DIRECTION: Echo the lines of the listing below verbatim, starting with the line that contains "Where can the man in" and continuing through the end of the listing.

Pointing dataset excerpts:
--------
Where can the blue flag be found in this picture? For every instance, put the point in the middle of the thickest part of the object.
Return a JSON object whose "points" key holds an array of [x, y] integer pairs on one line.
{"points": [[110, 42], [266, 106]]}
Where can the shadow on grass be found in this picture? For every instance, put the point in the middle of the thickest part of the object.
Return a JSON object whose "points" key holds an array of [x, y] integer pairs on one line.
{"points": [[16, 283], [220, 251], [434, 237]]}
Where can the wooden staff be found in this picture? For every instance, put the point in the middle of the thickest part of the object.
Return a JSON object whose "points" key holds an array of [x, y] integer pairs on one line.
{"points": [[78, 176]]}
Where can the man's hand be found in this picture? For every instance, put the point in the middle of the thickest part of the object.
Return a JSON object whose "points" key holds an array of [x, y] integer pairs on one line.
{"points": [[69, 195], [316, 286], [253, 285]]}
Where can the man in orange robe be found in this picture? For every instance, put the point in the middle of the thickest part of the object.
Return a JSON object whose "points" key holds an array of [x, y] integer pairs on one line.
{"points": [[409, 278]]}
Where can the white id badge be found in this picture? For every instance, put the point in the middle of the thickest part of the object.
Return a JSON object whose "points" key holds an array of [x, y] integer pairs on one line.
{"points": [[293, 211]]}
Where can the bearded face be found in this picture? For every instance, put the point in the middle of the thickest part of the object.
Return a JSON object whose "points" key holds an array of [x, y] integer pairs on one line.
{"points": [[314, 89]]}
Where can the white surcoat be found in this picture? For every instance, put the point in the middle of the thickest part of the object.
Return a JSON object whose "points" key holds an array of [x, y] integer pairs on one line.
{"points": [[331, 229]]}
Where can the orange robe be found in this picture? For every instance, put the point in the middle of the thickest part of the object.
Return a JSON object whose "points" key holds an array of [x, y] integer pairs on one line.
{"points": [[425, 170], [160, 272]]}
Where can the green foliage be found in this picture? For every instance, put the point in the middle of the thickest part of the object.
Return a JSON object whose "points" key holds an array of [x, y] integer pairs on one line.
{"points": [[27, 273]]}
--------
WRITTEN ANSWER:
Where can the man in orange robe be found in this picture? For every instance, put the point in the middle of the thickest part of the object.
Return a JSON object whose "points" key holds an array of [x, y] integer pairs on one line.
{"points": [[409, 278]]}
Where can the white id badge be found in this picture? For every instance, put the point in the middle of the thickest part of the object.
Return a JSON object whose "points" key holds an array of [x, y] integer pairs on one line.
{"points": [[293, 211]]}
Where can the bearded face be found in this picture? For every instance, put the point in the middle of the thickest part of the object.
Return a JSON object whose "points" key holds an array of [x, y] integer pairs on one line.
{"points": [[314, 89]]}
Where can the white surcoat be found in this picture? For every instance, put the point in the middle of the thickest part of the object.
Return a JSON object whose "points" key holds an array of [x, y] integer pairs on one line.
{"points": [[331, 229]]}
Where can the orange robe be found in this picture? For every instance, put the point in the middle of the thickest part of the object.
Return a JSON object whose "points" key holds an array of [x, y] integer pairs on one line.
{"points": [[425, 170], [160, 272]]}
Where can the green foliage be found in this picture? For every instance, put the point in the middle of the thickest part of the object.
Return a JSON object whose "points" key holds an array of [x, y] integer pairs on one line.
{"points": [[27, 273]]}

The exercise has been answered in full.